» Set exercise
Take the lines from the one with "-- sample [77,148]." to the end of the listing, both ends included, and quote them exactly, leaving pictures out.

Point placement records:
━━━

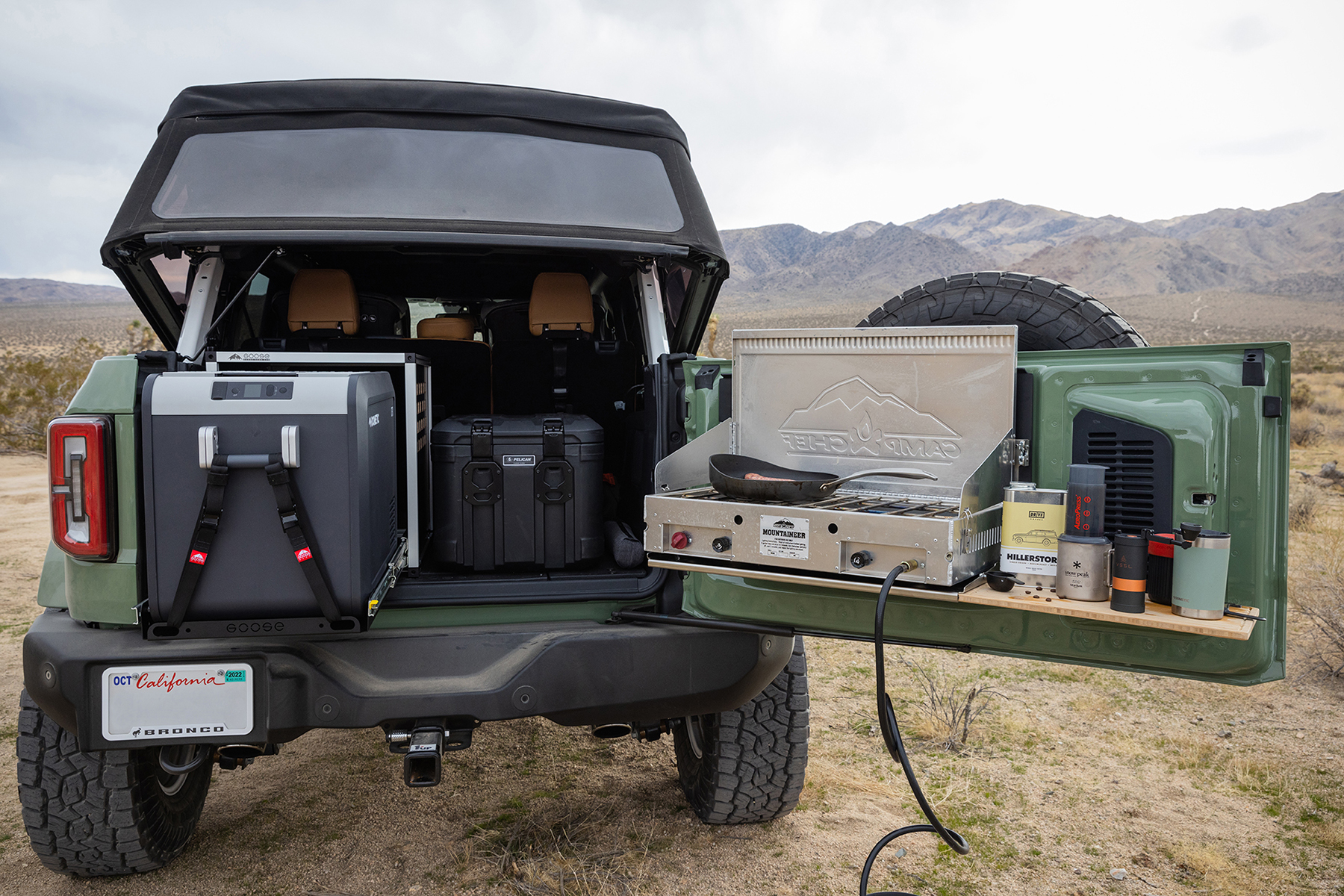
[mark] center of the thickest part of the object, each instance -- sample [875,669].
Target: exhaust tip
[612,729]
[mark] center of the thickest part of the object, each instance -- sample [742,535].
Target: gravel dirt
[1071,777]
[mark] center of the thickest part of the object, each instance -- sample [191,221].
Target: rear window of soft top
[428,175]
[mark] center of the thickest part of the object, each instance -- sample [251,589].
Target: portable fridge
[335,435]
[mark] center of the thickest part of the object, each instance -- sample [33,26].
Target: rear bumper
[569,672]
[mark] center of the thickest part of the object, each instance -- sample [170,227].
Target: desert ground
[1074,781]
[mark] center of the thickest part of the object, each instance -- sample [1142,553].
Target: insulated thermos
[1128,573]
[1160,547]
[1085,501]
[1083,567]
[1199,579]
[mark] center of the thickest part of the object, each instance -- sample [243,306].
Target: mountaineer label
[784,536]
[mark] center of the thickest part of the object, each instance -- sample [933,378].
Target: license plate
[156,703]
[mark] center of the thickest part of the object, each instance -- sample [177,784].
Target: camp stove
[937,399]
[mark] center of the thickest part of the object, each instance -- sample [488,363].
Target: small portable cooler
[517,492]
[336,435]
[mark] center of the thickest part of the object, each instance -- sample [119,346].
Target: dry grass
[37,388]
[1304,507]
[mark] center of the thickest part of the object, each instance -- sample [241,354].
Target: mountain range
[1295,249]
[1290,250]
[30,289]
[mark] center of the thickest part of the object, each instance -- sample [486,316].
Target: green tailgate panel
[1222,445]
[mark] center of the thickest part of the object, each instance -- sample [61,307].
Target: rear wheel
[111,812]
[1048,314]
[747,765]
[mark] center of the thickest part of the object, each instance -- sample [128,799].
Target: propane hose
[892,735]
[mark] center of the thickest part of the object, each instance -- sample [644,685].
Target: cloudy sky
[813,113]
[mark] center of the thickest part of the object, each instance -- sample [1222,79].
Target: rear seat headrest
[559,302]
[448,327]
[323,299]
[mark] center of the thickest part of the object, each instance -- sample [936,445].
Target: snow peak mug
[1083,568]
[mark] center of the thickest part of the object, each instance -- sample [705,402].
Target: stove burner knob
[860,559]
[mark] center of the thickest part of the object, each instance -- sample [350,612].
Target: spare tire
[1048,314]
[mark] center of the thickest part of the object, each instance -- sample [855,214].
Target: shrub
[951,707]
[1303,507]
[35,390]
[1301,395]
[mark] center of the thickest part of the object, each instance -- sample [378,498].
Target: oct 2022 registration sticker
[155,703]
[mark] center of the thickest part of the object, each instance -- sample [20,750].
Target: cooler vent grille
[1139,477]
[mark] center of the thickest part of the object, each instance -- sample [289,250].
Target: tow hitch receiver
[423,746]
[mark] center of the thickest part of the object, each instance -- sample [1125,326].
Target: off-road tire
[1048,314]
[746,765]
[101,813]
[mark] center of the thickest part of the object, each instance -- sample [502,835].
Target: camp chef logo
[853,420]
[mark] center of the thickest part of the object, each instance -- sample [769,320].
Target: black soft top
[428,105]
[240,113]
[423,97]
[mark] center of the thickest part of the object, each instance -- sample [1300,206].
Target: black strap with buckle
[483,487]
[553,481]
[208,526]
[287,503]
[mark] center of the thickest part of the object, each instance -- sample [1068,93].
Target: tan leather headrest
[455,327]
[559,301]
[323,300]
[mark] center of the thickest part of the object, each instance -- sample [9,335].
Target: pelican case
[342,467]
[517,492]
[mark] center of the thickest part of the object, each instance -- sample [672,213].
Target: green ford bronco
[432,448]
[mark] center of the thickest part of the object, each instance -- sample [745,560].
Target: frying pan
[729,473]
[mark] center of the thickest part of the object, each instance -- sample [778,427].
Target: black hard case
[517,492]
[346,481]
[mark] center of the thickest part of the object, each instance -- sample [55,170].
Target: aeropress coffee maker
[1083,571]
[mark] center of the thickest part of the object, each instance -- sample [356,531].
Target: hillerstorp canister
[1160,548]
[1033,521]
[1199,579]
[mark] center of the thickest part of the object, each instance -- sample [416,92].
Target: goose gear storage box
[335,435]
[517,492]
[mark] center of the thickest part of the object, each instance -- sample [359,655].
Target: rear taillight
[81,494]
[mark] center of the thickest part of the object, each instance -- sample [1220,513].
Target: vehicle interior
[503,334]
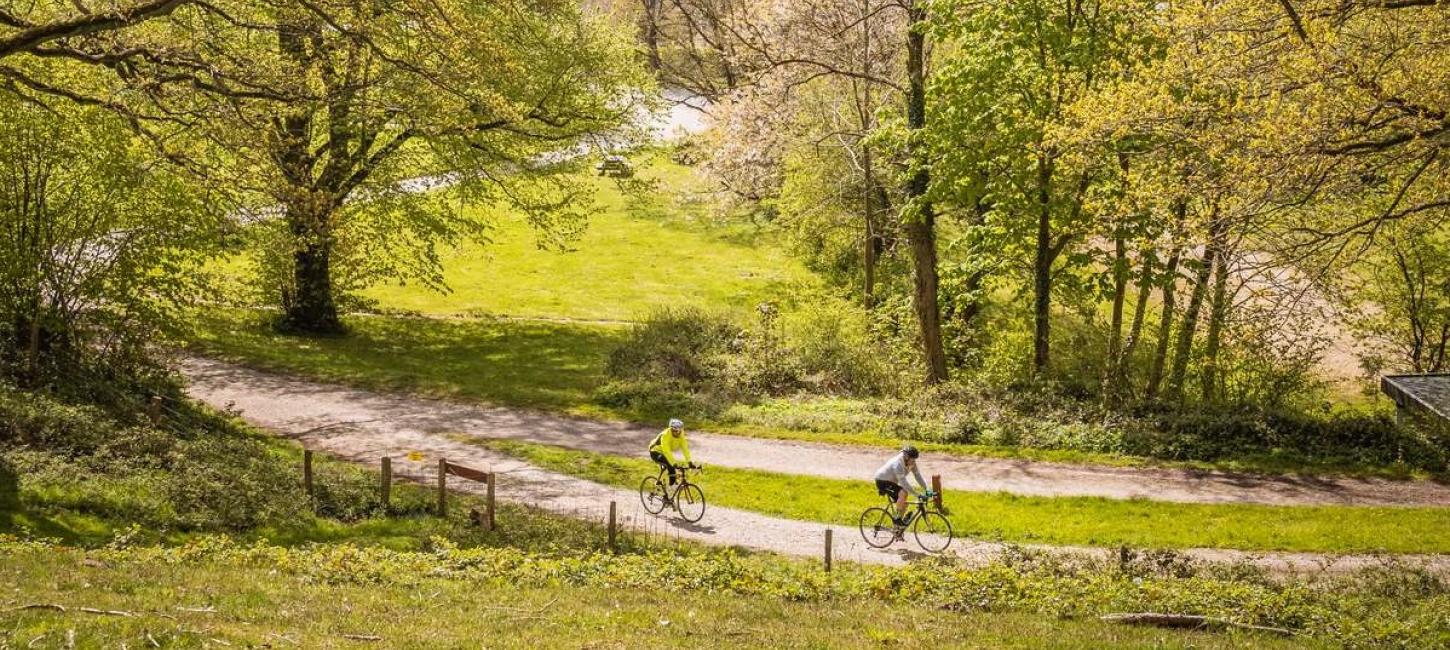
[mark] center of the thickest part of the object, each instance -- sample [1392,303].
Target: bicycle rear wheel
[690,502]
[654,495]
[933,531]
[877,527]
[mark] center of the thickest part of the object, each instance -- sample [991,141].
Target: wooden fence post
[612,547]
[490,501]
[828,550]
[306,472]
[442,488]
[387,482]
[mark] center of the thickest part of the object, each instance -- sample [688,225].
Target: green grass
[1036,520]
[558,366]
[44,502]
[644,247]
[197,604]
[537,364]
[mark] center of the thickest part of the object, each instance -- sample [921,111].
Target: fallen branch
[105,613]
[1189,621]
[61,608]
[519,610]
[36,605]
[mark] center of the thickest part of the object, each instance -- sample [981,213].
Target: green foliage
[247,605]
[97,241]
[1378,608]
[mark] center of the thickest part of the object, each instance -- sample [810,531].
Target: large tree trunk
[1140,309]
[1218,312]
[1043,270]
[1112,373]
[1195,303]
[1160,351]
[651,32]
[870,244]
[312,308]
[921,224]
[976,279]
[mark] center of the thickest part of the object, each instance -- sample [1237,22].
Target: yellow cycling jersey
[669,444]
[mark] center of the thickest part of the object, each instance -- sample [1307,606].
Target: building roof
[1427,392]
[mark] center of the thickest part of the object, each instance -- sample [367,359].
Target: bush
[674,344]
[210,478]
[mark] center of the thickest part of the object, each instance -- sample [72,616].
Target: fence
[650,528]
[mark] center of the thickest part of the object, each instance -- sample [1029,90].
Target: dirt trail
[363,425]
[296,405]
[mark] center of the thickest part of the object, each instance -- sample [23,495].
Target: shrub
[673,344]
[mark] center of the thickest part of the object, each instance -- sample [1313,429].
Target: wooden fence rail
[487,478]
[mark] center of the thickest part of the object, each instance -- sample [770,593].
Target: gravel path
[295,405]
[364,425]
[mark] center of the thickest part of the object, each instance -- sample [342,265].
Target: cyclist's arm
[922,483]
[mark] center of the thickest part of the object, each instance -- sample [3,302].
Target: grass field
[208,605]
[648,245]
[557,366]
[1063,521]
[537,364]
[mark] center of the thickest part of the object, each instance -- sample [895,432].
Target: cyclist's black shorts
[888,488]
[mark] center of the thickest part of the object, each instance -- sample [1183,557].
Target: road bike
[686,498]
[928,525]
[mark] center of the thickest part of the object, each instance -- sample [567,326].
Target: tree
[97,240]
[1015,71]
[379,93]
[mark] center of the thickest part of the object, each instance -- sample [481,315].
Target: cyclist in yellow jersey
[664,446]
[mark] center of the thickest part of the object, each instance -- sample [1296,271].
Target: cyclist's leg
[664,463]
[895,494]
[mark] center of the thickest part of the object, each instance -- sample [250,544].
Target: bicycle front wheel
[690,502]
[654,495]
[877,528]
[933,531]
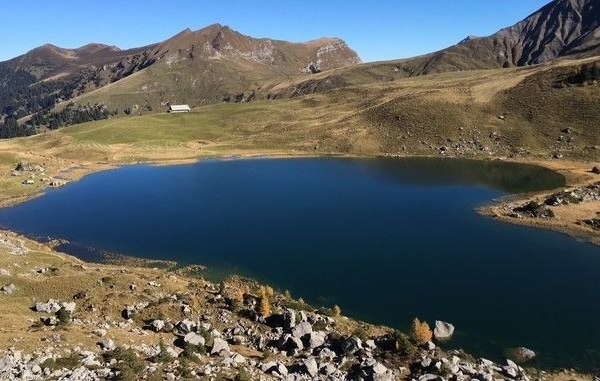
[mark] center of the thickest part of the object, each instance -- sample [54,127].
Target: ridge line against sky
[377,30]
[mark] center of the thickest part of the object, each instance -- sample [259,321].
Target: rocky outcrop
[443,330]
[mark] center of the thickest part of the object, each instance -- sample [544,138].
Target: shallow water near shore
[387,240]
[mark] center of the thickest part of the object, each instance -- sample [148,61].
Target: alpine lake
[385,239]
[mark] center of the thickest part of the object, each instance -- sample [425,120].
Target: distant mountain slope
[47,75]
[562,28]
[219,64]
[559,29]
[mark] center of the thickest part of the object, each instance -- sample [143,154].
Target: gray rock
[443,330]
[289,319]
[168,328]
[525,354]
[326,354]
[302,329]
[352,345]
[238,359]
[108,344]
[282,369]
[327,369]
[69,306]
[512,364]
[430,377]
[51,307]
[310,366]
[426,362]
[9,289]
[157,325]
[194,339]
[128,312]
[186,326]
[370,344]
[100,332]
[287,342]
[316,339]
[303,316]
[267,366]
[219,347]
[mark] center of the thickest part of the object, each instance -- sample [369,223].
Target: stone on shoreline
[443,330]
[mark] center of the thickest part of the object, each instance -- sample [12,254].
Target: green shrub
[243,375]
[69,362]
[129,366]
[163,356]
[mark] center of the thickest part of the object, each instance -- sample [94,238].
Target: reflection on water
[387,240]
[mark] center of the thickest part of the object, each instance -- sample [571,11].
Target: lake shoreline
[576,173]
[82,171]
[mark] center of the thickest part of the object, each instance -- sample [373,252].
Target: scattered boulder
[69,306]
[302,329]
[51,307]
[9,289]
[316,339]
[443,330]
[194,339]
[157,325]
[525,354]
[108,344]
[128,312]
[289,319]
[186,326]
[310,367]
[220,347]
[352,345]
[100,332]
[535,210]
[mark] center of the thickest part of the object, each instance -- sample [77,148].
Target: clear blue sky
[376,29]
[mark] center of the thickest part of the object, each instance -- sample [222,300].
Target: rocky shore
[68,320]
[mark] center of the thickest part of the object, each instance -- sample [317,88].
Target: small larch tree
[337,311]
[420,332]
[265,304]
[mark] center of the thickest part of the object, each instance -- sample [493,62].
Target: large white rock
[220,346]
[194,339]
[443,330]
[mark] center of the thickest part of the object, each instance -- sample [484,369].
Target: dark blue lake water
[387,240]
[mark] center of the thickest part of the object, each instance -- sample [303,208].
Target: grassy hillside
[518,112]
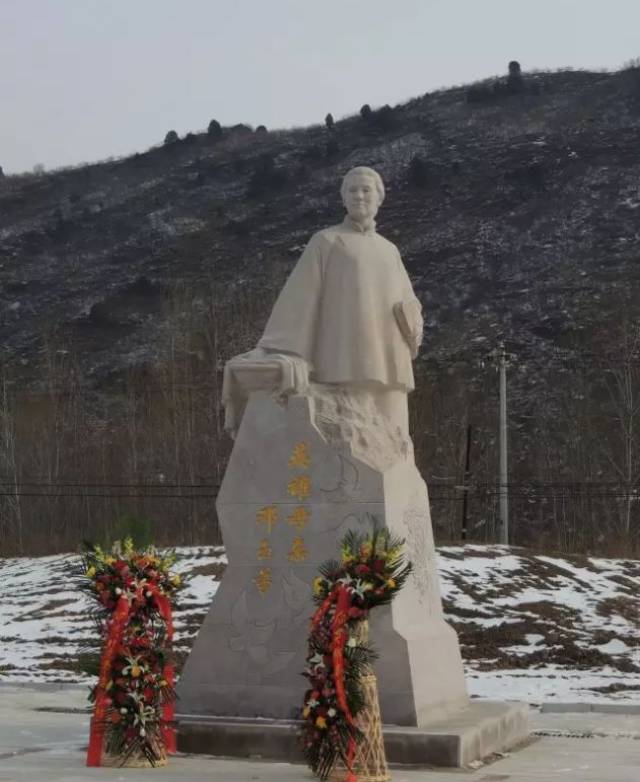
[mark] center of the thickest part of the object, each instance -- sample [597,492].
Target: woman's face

━━━

» Solution for this exercise
[mark] center of the thickest part of the object, each instance -- sample [77,148].
Target: clear blue sky
[376,29]
[mark] center of the thickest part of the object, each instance -- sample [222,300].
Target: rocky shore
[68,320]
[mark] center of the thickest part of the object, each instance -- sample [317,88].
Target: small larch tree
[337,311]
[420,332]
[265,304]
[mark] center of the thickest part of the object, each instance -- sample [493,62].
Target: large white rock
[220,346]
[194,339]
[443,330]
[mark] center of the thickest part of the object, each instance -- sample [484,369].
Target: dark blue lake water
[387,240]
[mark] center of the thickest part of the object, each instance -- sample [303,208].
Target: grassy hillside
[518,112]
[mark] center of the thickest part of the object, each instance -- sample [597,492].
Target: woman's face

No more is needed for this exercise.